Task prompt: Copy out the material below, replacing "examine" with "review" everywhere and keeping everything else the same.
━━━ Material provided ━━━
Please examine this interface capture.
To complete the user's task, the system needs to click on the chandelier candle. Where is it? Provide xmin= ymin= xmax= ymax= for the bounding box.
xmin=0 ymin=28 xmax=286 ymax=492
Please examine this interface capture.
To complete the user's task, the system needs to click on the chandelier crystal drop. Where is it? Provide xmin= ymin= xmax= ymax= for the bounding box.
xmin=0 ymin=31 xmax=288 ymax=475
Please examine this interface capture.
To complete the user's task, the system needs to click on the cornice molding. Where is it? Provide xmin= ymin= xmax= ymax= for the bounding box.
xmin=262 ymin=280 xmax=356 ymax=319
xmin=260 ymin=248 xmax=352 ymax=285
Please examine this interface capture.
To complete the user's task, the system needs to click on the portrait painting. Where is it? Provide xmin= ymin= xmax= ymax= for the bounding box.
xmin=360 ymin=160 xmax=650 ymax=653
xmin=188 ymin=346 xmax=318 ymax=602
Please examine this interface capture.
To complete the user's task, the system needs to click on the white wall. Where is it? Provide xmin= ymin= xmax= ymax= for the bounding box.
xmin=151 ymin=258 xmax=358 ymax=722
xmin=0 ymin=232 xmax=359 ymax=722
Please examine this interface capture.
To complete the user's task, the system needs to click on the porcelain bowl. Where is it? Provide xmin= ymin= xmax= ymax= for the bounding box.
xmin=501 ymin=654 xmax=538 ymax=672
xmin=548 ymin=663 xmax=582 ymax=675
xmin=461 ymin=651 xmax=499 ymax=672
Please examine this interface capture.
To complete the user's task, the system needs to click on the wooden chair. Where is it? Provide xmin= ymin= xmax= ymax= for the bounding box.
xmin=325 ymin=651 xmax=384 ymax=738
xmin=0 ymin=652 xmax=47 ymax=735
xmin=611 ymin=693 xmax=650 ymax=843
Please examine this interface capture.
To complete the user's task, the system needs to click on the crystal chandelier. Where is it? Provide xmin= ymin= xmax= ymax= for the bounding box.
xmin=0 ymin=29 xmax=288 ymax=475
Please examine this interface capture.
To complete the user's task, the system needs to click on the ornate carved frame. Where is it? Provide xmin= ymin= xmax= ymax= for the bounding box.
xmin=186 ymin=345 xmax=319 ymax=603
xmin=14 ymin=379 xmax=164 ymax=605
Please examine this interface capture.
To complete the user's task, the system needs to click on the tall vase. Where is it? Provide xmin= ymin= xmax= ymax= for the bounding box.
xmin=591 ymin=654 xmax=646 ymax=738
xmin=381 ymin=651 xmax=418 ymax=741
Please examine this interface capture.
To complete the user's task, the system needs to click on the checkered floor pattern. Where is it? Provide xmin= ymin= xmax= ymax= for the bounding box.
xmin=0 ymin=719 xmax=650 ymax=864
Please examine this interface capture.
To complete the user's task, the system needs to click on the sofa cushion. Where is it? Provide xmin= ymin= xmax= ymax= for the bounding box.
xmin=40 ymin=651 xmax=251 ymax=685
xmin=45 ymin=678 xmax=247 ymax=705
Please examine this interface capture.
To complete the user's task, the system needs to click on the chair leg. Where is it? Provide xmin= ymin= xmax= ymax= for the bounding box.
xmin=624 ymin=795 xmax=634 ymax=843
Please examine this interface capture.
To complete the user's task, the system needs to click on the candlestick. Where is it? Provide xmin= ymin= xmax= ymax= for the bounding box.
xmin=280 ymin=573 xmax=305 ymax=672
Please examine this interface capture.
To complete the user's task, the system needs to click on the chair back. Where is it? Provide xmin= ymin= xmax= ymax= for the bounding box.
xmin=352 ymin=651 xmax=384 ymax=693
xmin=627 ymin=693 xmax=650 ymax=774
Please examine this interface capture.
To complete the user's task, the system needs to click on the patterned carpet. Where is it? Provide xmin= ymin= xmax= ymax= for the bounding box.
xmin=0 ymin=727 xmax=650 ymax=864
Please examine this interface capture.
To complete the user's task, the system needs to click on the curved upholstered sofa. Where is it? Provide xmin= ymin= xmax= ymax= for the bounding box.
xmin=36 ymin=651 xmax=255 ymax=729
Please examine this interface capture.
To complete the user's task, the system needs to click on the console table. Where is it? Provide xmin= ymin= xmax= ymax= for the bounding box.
━━━
Written solution:
Please review this interface capture.
To complete the user's task, the system needs to click on the chandelier candle. Where is it? Provide xmin= ymin= xmax= ymax= for the bounding box.
xmin=0 ymin=28 xmax=286 ymax=492
Please review this interface capture.
To complete the user's task, the system needs to click on the chandelier crystal drop. Where is it? Provide xmin= ymin= xmax= ymax= for the bounding box.
xmin=0 ymin=31 xmax=288 ymax=475
Please review this interface capture.
To complete the user's task, the system needs to click on the cornice molding. Where is it? Provide xmin= ymin= xmax= ymax= for the bounding box.
xmin=262 ymin=280 xmax=356 ymax=319
xmin=260 ymin=248 xmax=352 ymax=285
Please review this interface capture.
To complete the user's task, the system needs to click on the portrait painting. Where is it? Provide xmin= ymin= xmax= ymax= for the bounding box.
xmin=360 ymin=160 xmax=650 ymax=653
xmin=188 ymin=346 xmax=318 ymax=602
Please review this interface capture.
To complete the user's task, the system needs to click on the white wall. Where is it? Provide xmin= ymin= xmax= ymax= for the bounding box.
xmin=151 ymin=258 xmax=358 ymax=722
xmin=0 ymin=232 xmax=359 ymax=722
Please review this interface capture.
To complete the user's task, the system needs to click on the porcelain bowl. Where is it? Provide xmin= ymin= xmax= ymax= for the bounding box.
xmin=501 ymin=654 xmax=538 ymax=672
xmin=548 ymin=663 xmax=582 ymax=675
xmin=461 ymin=651 xmax=499 ymax=672
Please review this interface capture.
To complete the user's task, the system needs to click on the wooden chair. Where is it? Provide xmin= ymin= xmax= ymax= for the bounding box.
xmin=325 ymin=651 xmax=384 ymax=738
xmin=0 ymin=652 xmax=47 ymax=735
xmin=611 ymin=693 xmax=650 ymax=843
Please review this interface capture.
To complete the user's task, the system needs to click on the crystal chandelier. Where is it? Provide xmin= ymin= xmax= ymax= for the bounding box.
xmin=0 ymin=29 xmax=288 ymax=475
Please review this interface capture.
To complete the user's task, the system needs to click on the ornate carved frame. Where is it? Provide xmin= ymin= xmax= ymax= for the bounding box.
xmin=186 ymin=345 xmax=319 ymax=603
xmin=14 ymin=379 xmax=164 ymax=605
Please review this interface capture.
To complete the user's task, the system needs to click on the tall vase. Where is it? Provide xmin= ymin= xmax= ymax= for the bounding box.
xmin=591 ymin=654 xmax=646 ymax=738
xmin=381 ymin=651 xmax=418 ymax=741
Please review this interface capture.
To complete the user's task, the system needs to click on the checkered floor pattern. Where is it? Provide xmin= ymin= xmax= ymax= for the bounding box.
xmin=0 ymin=719 xmax=650 ymax=864
Please review this interface capture.
To complete the user's task, the system needs to click on the sofa cushion. Where is it? Provide xmin= ymin= xmax= ymax= for the bounding box.
xmin=40 ymin=651 xmax=251 ymax=685
xmin=45 ymin=678 xmax=247 ymax=705
Please review this interface capture.
To complete the user's task, the system needs to click on the chair leg. Where is it? Provide xmin= ymin= xmax= ymax= for the bounding box.
xmin=624 ymin=795 xmax=634 ymax=843
Please review this interface capture.
To complete the user's task, the system needs to click on the candlestick. Where is it? Provide xmin= ymin= xmax= ymax= for the bounding box.
xmin=280 ymin=573 xmax=305 ymax=672
Please review this interface capture.
To complete the user's task, the system needs to click on the chair back. Where is it? Provide xmin= ymin= xmax= ymax= for the bounding box.
xmin=352 ymin=651 xmax=384 ymax=693
xmin=627 ymin=693 xmax=650 ymax=774
Please review this interface capture.
To complete the user's task, the system needs to click on the patterned carpet. Where is it? Provide xmin= ymin= xmax= ymax= for the bounding box.
xmin=0 ymin=727 xmax=650 ymax=864
Please review this interface capture.
To complete the user's task, the system needs to click on the curved upholstered sofa. Where is it? Provide xmin= ymin= xmax= ymax= for the bounding box.
xmin=36 ymin=651 xmax=255 ymax=729
Please review this interface capture.
To complete the user's task, the system needs to click on the console table. Where is it? Provide xmin= ymin= xmax= ymax= for the bounding box.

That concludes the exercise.